▶ PROBLEMS TO SOLVE:
(1) In the lens review, which Fuji lens is named as also having an apodization filter?
(2) Reproduce word for word everything in the lens review from "It uses an internal" down to "an apodization filter.".
──────── DOCUMENT EXTRACT
Laowa 105mm f/2
T3.2 Smooth Trans-Focus
Venus Optics Laowa 105mm f/2 (T3.2) STF (metal 67mm filter thread, 26.9 oz./763g, about $700) bigger. I'd get it at Adorama, at Amazon for Nikon, at Amazon for Canon or at B&H for Nikon, for Canon, for Sony E-Mount, for Sony A-mount (Minolta MAXXUM) or for Pentax K mount.
This ad-free website's biggest source of support is when you use those or any of these links to my personally-approved sources when you get anything, regardless of the country in which you live. Buy only from the approved sources I use myself for the best prices, service, return policies and selection. Thanks for helping me help you! Ken.
The Venus Optics Laowa 105mm f/2 (T3.2) is a manual-focus medium telephoto designed for great bokeh. It has superbly sharp optics. This all-metal lens has deliciously smooth backgrounds as well. It's an optical gem, but a completely manual lens.
Bokeh is the quality of out-of-focus backgrounds, and great bokeh means keeping out of focus areas soft and non-distracting. Bad bokeh is when a background is out of focus, but still distracting. (More at What is Bokeh?)
It uses an internal apodization filter to improve the bokeh. This internal filter becomes smoothly darker around its edges to smooth the edges of blur circles.
Fuji makes a similar lens, the 56mm f/1.2 APD, with an apodization filter.
This internal filter of course loses light, so while the lens is f/2 mechanically, the filter blocks enough light so that it only transmits as much light as an ordinary f/3.2 lens. This is why its T-stop (transmission-equivalent stop) is T3.2.
T stops have always been used in cinematography instead of f/stops because they take a lens' light transmission into account for perfect exposure as measured with external light meters. Early single-coated zoom lenses tended to lose so much light that T stops were needed. Most lenses transmit so much light today that T stops are rarely seen outside of cinematography, which standardised on them. On most lenses, the T stop is almost the same as the f/stop.
In case you're still not confused, it has two manual diaphragms, one calibrated in T-stops and the other in f/stops. More on all this at Usage.
It comes in mounts for most cameras.
This is a completely manual mechanical lens. Focus is manual, and the diaphragm is also completely manual, potentiall requiring manual opening and closing for each photo.
This is a lens best used on a tripod or for subjects that don't move.
It is designed and made in China.
This is a completely manual lens.
While it mounts to various cameras, there is no electronic communication and no automatic diaphragm.
There will be no data transfer, so there will be no lens EXIF data for focal length or f/stop.
You have to stop the lens down by hand for each photo unless you're shooting wide-open. It doesn't snap closed by itself as almost all other SLR lenses have done for the past sixty years.
────────────────
──────── GIVEN DATA
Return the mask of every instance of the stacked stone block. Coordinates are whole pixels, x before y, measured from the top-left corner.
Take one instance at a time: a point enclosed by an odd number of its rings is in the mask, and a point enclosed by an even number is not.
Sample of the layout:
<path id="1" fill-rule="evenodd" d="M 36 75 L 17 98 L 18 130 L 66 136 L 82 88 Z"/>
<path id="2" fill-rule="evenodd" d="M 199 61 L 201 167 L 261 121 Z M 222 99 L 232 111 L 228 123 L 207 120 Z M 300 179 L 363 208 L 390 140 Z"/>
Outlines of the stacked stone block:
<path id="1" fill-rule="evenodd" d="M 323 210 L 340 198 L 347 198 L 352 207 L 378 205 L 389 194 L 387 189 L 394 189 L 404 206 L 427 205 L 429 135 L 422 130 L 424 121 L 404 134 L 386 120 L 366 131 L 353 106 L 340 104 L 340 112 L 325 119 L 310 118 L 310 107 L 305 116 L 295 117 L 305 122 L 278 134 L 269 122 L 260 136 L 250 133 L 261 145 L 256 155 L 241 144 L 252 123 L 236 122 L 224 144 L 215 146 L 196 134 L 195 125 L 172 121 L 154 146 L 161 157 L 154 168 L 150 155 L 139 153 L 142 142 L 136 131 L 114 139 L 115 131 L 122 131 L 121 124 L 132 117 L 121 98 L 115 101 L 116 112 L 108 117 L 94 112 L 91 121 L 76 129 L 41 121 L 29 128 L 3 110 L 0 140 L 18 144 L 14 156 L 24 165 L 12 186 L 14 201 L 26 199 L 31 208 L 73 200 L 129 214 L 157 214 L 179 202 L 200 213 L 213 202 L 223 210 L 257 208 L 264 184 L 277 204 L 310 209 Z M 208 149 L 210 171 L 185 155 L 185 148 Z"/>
────────────────
▶ FINAL ANSWERS:
(1) The Fuji 56mm f/1.2 APD.

(2)
It uses an internal apodization filter to improve the bokeh. This internal filter becomes smoothly darker around its edges to smooth the edges of blur circles.
Fuji makes a similar lens, the 56mm f/1.2 APD, with an apodization filter.